*EXERCISE TASK*. How many of the lines below contain the word "pixel"? Answer with the number alone.

Source records:
::::::::::
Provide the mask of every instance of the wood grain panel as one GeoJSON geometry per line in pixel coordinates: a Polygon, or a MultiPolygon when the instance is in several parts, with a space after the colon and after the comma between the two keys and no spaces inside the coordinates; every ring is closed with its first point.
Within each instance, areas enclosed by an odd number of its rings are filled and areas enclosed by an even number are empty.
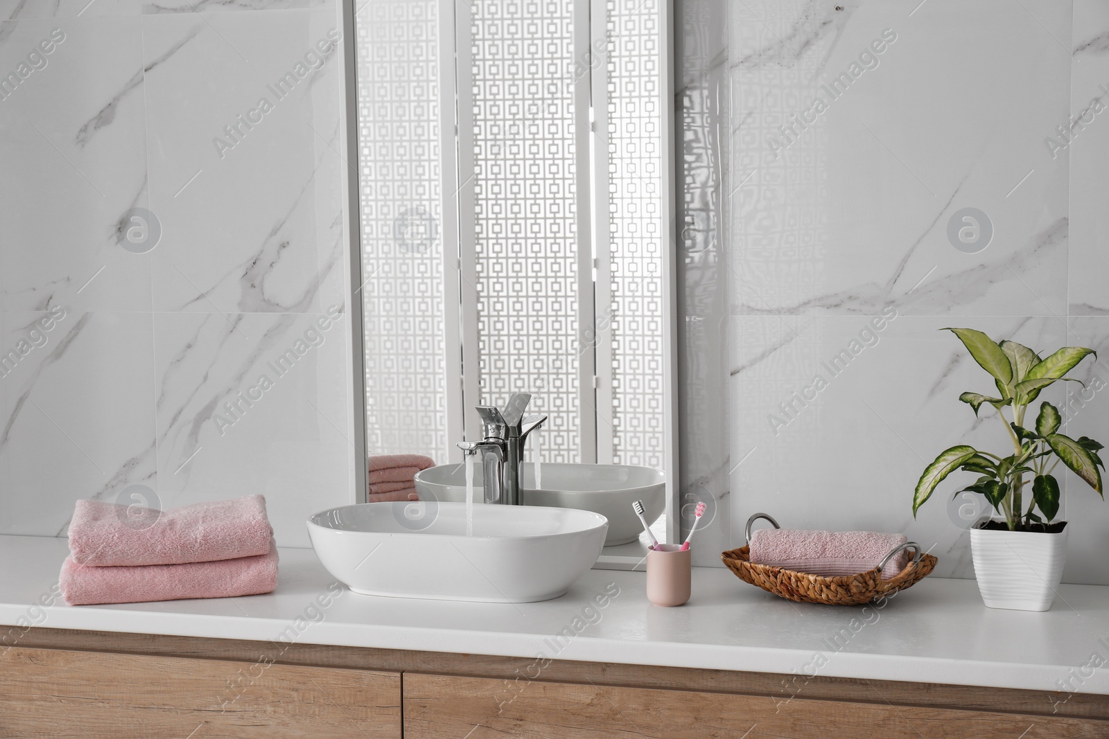
{"type": "Polygon", "coordinates": [[[597,685],[405,675],[405,739],[1078,739],[1103,721],[597,685]]]}
{"type": "Polygon", "coordinates": [[[400,737],[399,675],[255,659],[8,649],[0,737],[400,737]]]}
{"type": "MultiPolygon", "coordinates": [[[[213,639],[161,634],[122,634],[75,629],[31,628],[19,646],[88,649],[181,657],[253,660],[272,644],[241,639],[213,639]]],[[[333,647],[317,644],[282,644],[276,661],[286,665],[345,667],[378,671],[428,673],[466,677],[506,678],[527,674],[533,658],[488,655],[333,647]]],[[[1047,718],[1109,719],[1109,696],[1067,695],[1047,690],[1016,690],[927,682],[865,680],[817,676],[798,684],[796,676],[741,670],[695,669],[654,665],[621,665],[554,660],[542,673],[543,680],[622,687],[708,690],[761,695],[781,701],[796,695],[811,700],[894,704],[932,708],[957,708],[1037,715],[1047,718]]],[[[1109,730],[1106,731],[1109,737],[1109,730]]]]}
::::::::::
*RESPONSE TO THE EXERCISE*. 1